Extracted material =
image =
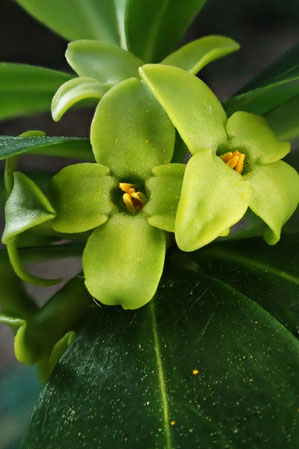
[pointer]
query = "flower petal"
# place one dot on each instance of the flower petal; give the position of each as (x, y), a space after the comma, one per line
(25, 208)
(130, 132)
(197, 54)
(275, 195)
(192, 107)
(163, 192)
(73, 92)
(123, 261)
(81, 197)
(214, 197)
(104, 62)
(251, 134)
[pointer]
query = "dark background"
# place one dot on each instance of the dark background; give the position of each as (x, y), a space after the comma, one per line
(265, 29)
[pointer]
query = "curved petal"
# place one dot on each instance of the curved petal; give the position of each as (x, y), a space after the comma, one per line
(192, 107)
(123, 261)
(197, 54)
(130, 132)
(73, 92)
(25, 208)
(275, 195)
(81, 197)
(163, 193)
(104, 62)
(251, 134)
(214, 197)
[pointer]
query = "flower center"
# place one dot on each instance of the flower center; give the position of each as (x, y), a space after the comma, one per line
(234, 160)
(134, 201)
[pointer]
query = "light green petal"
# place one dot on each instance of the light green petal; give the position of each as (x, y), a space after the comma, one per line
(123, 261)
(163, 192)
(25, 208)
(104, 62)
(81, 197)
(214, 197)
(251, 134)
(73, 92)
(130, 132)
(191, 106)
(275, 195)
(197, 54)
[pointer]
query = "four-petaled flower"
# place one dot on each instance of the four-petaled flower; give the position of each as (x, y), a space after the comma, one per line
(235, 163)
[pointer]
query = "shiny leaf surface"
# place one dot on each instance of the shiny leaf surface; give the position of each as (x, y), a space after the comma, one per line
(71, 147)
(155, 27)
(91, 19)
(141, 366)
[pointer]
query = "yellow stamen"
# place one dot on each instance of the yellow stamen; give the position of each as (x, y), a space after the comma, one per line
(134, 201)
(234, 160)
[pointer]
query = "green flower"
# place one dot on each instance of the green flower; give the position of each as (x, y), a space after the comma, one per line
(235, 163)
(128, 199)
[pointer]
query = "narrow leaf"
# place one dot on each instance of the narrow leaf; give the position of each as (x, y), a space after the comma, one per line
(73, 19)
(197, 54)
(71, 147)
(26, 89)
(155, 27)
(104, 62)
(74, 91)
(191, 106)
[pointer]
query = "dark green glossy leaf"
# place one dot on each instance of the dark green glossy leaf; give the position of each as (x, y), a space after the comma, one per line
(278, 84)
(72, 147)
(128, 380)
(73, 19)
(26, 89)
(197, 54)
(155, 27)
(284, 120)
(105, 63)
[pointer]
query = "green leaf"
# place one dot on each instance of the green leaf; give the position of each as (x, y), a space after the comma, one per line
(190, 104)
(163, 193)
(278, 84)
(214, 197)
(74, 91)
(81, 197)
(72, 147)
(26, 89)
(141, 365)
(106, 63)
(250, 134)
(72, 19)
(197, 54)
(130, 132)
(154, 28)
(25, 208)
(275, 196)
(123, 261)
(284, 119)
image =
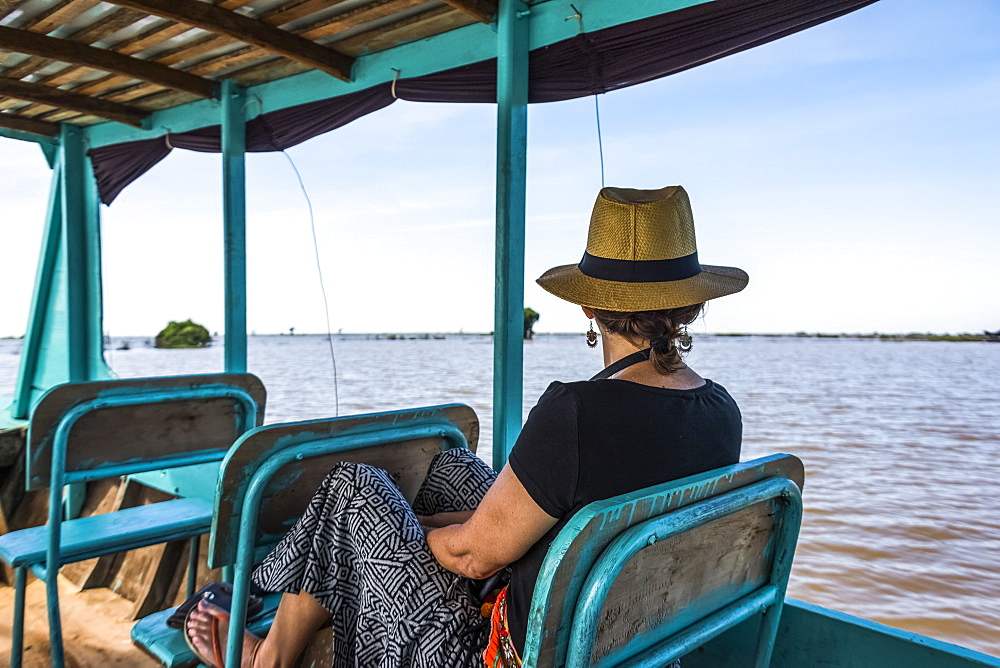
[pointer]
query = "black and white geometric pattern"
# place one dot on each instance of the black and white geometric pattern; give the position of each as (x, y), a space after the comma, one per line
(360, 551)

==

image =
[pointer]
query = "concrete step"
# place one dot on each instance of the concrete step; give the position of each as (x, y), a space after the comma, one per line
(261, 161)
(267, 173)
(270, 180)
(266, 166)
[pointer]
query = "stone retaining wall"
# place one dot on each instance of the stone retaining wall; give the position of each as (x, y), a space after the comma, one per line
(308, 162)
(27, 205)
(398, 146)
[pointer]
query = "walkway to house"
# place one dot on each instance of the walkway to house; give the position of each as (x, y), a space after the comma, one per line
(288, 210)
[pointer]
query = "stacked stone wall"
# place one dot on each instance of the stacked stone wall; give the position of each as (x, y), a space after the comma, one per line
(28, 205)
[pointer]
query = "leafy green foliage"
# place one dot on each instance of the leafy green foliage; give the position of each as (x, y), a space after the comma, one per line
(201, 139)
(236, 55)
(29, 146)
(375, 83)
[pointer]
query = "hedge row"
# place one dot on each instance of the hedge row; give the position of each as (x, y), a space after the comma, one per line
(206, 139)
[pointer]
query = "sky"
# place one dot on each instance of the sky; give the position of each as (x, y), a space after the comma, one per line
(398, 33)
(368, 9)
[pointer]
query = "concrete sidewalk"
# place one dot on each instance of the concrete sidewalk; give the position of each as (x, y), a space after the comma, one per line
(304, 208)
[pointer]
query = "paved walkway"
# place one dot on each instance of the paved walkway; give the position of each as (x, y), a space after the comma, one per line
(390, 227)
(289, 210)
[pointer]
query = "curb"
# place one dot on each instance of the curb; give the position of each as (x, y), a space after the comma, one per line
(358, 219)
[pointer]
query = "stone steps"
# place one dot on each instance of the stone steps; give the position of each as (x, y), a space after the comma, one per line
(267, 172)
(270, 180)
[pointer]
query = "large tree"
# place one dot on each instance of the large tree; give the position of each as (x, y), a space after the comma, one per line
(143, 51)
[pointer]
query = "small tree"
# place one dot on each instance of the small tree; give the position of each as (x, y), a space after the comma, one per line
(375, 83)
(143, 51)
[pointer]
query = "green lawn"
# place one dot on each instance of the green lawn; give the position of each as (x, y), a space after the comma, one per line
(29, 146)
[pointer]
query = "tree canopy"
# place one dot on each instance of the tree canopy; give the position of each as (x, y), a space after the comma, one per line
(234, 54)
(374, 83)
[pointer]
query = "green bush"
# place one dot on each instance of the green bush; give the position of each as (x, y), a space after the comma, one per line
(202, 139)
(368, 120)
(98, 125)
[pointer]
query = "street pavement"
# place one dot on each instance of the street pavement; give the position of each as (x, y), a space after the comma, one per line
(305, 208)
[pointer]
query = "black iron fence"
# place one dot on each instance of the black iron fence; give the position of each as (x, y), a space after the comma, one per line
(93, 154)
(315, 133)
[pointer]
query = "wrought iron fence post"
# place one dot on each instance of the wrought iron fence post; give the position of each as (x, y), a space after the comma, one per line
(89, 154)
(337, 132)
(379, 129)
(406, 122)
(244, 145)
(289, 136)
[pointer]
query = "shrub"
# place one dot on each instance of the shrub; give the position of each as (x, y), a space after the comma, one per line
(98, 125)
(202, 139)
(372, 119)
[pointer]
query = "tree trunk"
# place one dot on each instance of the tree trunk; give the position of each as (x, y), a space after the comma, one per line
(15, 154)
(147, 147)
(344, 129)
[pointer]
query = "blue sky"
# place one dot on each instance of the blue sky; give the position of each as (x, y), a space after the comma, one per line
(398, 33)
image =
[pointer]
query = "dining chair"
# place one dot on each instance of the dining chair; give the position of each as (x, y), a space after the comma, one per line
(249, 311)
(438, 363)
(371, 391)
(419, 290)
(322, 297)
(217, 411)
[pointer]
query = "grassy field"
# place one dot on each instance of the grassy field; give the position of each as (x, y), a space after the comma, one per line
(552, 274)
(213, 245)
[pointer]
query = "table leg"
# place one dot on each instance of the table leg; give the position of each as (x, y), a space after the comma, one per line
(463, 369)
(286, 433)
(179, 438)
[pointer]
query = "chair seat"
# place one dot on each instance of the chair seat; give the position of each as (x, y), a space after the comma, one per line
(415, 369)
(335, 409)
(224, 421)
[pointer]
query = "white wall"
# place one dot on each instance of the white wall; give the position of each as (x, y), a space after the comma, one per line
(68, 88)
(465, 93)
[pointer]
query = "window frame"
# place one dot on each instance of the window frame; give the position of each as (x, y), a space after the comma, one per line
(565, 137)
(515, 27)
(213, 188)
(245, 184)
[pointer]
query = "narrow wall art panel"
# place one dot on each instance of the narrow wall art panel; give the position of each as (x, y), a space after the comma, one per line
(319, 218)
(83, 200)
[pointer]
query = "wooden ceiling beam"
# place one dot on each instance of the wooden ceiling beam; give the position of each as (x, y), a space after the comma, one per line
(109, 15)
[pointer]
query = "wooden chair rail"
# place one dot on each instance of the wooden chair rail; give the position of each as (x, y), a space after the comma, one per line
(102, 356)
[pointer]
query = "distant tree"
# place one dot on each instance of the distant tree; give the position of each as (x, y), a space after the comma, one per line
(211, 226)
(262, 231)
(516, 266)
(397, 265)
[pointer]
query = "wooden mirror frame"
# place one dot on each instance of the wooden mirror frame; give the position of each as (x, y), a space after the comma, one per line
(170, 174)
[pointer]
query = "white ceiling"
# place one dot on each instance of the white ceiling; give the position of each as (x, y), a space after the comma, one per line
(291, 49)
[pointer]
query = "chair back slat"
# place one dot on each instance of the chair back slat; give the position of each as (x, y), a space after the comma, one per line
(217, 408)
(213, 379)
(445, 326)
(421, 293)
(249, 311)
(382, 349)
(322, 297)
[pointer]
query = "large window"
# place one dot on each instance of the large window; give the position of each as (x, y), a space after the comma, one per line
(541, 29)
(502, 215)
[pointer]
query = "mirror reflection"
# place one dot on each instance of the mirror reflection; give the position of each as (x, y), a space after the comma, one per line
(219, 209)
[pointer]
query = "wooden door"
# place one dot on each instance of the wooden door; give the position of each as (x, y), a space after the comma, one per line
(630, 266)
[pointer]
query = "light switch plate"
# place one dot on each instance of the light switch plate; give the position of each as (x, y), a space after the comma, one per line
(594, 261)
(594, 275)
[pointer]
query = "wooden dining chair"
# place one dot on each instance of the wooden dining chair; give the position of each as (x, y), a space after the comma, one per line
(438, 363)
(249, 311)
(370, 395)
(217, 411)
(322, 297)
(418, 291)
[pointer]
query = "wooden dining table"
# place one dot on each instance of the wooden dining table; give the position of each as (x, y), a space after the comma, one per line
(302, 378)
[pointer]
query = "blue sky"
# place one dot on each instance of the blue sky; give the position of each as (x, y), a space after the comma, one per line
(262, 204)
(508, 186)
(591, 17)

--

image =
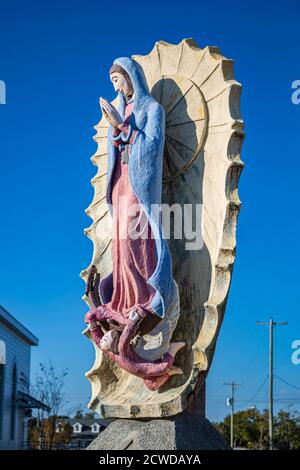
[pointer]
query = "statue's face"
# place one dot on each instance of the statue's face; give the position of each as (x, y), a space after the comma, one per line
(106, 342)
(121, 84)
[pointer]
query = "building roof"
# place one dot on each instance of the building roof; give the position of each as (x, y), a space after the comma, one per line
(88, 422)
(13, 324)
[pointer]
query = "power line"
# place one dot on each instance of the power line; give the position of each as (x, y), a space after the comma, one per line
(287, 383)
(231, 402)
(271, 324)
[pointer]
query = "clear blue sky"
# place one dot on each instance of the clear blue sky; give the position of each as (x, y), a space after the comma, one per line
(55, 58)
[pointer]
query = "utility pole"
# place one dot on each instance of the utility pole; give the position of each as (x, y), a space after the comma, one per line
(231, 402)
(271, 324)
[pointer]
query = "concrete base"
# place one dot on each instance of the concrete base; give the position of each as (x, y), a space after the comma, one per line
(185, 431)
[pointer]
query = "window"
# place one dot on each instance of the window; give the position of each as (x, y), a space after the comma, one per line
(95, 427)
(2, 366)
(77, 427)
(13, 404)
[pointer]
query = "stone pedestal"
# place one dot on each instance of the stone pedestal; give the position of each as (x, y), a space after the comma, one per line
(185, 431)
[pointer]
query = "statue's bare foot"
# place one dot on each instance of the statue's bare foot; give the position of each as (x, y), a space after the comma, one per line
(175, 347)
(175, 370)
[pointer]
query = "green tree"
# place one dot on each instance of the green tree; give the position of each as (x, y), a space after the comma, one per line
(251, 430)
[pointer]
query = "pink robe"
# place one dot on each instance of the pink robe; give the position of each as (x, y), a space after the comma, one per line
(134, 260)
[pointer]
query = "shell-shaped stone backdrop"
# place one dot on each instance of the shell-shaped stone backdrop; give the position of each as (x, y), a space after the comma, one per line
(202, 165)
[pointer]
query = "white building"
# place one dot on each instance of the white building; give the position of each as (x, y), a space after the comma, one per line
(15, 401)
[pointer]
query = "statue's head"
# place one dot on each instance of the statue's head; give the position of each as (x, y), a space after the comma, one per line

What this task involves =
Report every line above that contains the string "base", copying each line in full.

Solution below =
query = "concrete base"
# place one dot on each instance of the concrete base; give the position of each as (x, y), a space after the comma, one per line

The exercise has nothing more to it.